Start of INFORMATION GIVEN

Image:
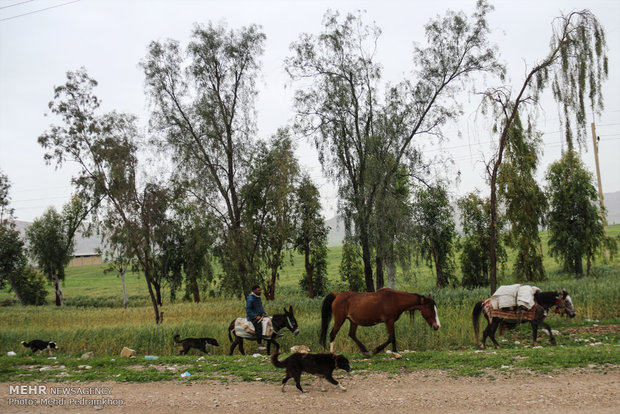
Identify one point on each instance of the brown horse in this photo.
(368, 309)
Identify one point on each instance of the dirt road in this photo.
(572, 391)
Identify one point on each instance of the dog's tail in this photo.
(326, 315)
(275, 362)
(476, 319)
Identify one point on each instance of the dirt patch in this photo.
(595, 330)
(571, 391)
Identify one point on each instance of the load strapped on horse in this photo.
(514, 304)
(241, 329)
(368, 309)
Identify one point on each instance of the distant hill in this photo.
(84, 246)
(336, 231)
(612, 204)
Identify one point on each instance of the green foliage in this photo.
(203, 114)
(351, 269)
(363, 140)
(31, 286)
(49, 245)
(311, 238)
(435, 231)
(575, 223)
(475, 261)
(524, 200)
(269, 210)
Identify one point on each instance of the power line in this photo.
(16, 4)
(37, 11)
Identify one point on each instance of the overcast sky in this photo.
(41, 40)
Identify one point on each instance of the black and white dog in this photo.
(39, 345)
(321, 365)
(198, 343)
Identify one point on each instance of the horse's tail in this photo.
(326, 315)
(276, 363)
(230, 328)
(476, 318)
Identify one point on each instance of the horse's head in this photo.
(291, 322)
(429, 312)
(565, 304)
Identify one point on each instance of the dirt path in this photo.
(572, 391)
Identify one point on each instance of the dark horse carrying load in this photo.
(511, 316)
(368, 309)
(279, 322)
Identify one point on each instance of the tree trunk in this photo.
(366, 259)
(579, 267)
(379, 269)
(153, 300)
(157, 287)
(195, 290)
(270, 292)
(309, 273)
(58, 291)
(391, 271)
(438, 271)
(125, 298)
(15, 290)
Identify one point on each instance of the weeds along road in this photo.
(590, 390)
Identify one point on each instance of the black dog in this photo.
(39, 345)
(321, 365)
(198, 343)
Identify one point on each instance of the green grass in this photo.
(94, 320)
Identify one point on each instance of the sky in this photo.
(40, 40)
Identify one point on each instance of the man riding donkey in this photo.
(255, 313)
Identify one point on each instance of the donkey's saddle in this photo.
(245, 328)
(510, 297)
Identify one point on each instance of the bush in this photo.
(31, 286)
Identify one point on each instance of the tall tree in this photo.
(475, 259)
(435, 229)
(575, 68)
(270, 201)
(311, 237)
(51, 240)
(340, 106)
(575, 224)
(26, 283)
(105, 149)
(525, 201)
(204, 112)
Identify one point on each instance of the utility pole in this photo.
(598, 173)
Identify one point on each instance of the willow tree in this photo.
(525, 202)
(104, 146)
(203, 114)
(362, 137)
(574, 69)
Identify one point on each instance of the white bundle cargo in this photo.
(525, 296)
(512, 296)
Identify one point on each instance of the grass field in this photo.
(94, 320)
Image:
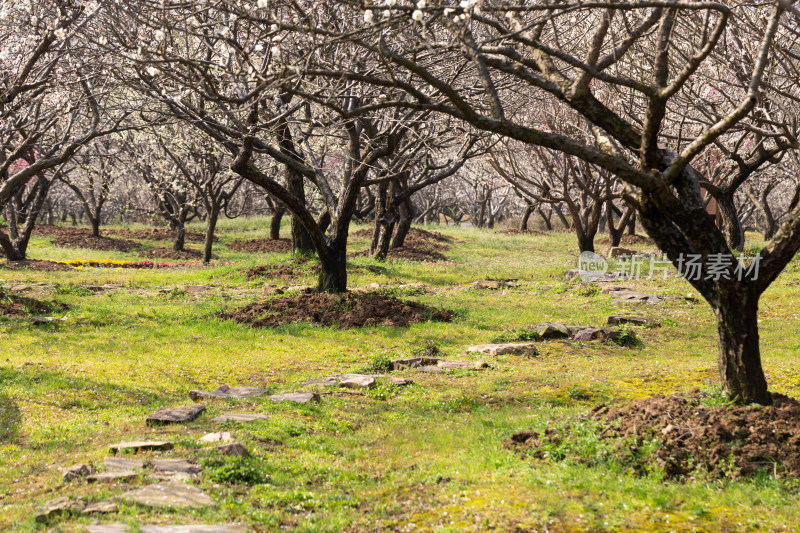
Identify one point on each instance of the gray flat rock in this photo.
(176, 465)
(634, 320)
(174, 415)
(121, 463)
(234, 449)
(101, 507)
(225, 391)
(239, 417)
(76, 472)
(121, 476)
(172, 495)
(356, 381)
(58, 506)
(414, 362)
(296, 397)
(526, 349)
(141, 445)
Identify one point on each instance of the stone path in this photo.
(225, 391)
(138, 446)
(174, 415)
(526, 349)
(169, 495)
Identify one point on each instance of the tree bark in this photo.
(275, 223)
(739, 356)
(407, 214)
(333, 274)
(180, 238)
(211, 226)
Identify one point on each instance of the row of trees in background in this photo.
(679, 116)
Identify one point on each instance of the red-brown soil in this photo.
(68, 237)
(349, 310)
(715, 440)
(169, 253)
(31, 264)
(16, 306)
(260, 246)
(627, 240)
(158, 234)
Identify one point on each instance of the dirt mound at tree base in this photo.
(16, 306)
(158, 234)
(79, 238)
(31, 264)
(169, 253)
(260, 246)
(694, 438)
(627, 240)
(349, 310)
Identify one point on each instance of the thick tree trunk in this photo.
(585, 241)
(739, 357)
(333, 274)
(211, 226)
(407, 214)
(180, 238)
(275, 223)
(732, 226)
(523, 225)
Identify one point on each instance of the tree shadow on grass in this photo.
(10, 419)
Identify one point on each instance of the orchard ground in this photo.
(432, 456)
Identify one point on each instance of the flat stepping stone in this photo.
(171, 495)
(174, 415)
(195, 528)
(225, 391)
(102, 507)
(121, 476)
(414, 362)
(296, 397)
(634, 320)
(527, 349)
(141, 445)
(121, 463)
(221, 436)
(58, 506)
(239, 417)
(76, 472)
(176, 465)
(234, 449)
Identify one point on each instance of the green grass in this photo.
(428, 457)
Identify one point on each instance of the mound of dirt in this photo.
(16, 306)
(627, 240)
(349, 310)
(717, 440)
(81, 238)
(260, 246)
(158, 234)
(42, 266)
(169, 253)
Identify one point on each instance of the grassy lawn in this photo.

End of INFORMATION GIVEN

EXERCISE DIRECTIONS
What is wanted is a verbatim transcription of every record above, pictures excluded.

RESPONSE FOR THIS EXERCISE
Image:
Identify one point on each instance of the brown horse in this photo.
(368, 309)
Identify one point on each instance of the dirt road in this photo.
(572, 391)
Identify one point on each instance of the dog's tail in this photo.
(326, 315)
(275, 362)
(476, 319)
Identify one point on each instance of the dirt patch in this photo.
(595, 330)
(571, 391)
Identify one point on each instance of the load strapped on horse in this photo.
(514, 304)
(241, 329)
(368, 309)
Identify one point on each instance of the distant hill in this photo.
(84, 246)
(336, 231)
(612, 204)
Identify one point on each instance of the green foliage in this photo.
(203, 114)
(351, 269)
(363, 140)
(31, 286)
(49, 245)
(311, 238)
(435, 231)
(575, 223)
(475, 261)
(524, 200)
(269, 210)
Identify one point on each instance of the power line in this photo.
(16, 4)
(37, 11)
Identify one point on each instance of the overcast sky in this photo.
(41, 40)
Identify one point on each instance of the black and white dog in this photo.
(39, 345)
(321, 365)
(198, 343)
Identify one point on each instance of the horse's tail in this photo.
(326, 315)
(276, 363)
(230, 328)
(476, 318)
Identify one point on each instance of the horse's head in this photo.
(291, 322)
(429, 312)
(565, 304)
Identify one point on each instance of the dirt path in this photo.
(572, 391)
Identify one point on each instance of the dark horse carrying load in this photo.
(511, 316)
(368, 309)
(279, 322)
Identify one point on each instance of the tree trunk in this photo.
(366, 259)
(579, 267)
(379, 269)
(153, 300)
(157, 287)
(195, 290)
(270, 292)
(309, 273)
(58, 291)
(391, 271)
(438, 271)
(125, 298)
(15, 290)
Identify one point on each instance of the weeds along road in this photo.
(590, 390)
Identify one point on each instance of the black dog in this photo.
(39, 345)
(321, 365)
(198, 343)
Identify one point on each instance of the green grass in this photo.
(94, 320)
Identify one point on each instance of the sky in this photo.
(40, 40)
Identify one point on each instance of the man riding donkey in this photo.
(255, 313)
Identify one point on each instance of the donkey's saddle in this photo.
(245, 328)
(510, 297)
Identify one point on each instance of the bush in this photo.
(31, 286)
Identify one point on each instance of the tall tree in this photo.
(475, 259)
(435, 229)
(575, 68)
(270, 201)
(311, 237)
(51, 240)
(340, 106)
(575, 224)
(26, 283)
(105, 149)
(525, 201)
(204, 112)
Identify one point on each instance of the utility pole in this photo.
(598, 173)
Identify one point on each instance of the willow tree in this photo.
(525, 202)
(104, 146)
(203, 114)
(362, 137)
(574, 69)
Identify one point on each instance of the white bundle cargo in this photo.
(525, 296)
(512, 296)
Identify one point on each instance of the grass field in this photo.
(94, 320)
Image:
Identify one point on each instance of the gray flat rock in this photo.
(176, 465)
(634, 320)
(174, 415)
(121, 463)
(234, 449)
(101, 507)
(225, 391)
(239, 417)
(76, 472)
(121, 476)
(172, 495)
(356, 381)
(58, 506)
(414, 362)
(296, 397)
(526, 349)
(141, 445)
Identify one point on each instance of the stone path in this photo.
(225, 391)
(138, 446)
(174, 415)
(526, 349)
(169, 495)
Identify one point on each instance of the tree bark in this photo.
(275, 223)
(739, 356)
(407, 214)
(333, 274)
(180, 238)
(211, 226)
Identify one point on each instance of the row of trees in background in this photo.
(679, 116)
Identify one point on each instance of the red-brown soil in this photo.
(68, 237)
(349, 310)
(715, 440)
(169, 253)
(31, 264)
(16, 306)
(260, 246)
(627, 240)
(158, 234)
Identify one point on each instance of the dirt mound at tree base in this photo.
(16, 306)
(158, 234)
(79, 238)
(31, 264)
(169, 253)
(260, 246)
(694, 438)
(627, 240)
(349, 310)
Identify one point on each instance of the thick tree trunk in this photo.
(585, 241)
(739, 357)
(333, 274)
(211, 226)
(407, 214)
(180, 238)
(275, 223)
(732, 226)
(523, 225)
Identify one point on each instance of the tree shadow on grass in this photo.
(10, 419)
Identify one point on each instance of the orchard ground in this photo.
(432, 456)
Identify one point on each instance of the flat stepping stone in this photo.
(171, 495)
(174, 415)
(195, 528)
(225, 391)
(102, 507)
(121, 476)
(414, 362)
(296, 397)
(634, 320)
(527, 349)
(141, 445)
(121, 463)
(221, 436)
(58, 506)
(239, 417)
(76, 472)
(176, 465)
(234, 449)
Identify one point on each instance of the green grass in this photo.
(428, 457)
Identify one point on each instance of the mound of dirt in this photo.
(16, 306)
(627, 240)
(349, 310)
(717, 440)
(81, 238)
(260, 246)
(158, 234)
(42, 266)
(169, 253)
Identify one point on each instance of the grassy lawn in this photo.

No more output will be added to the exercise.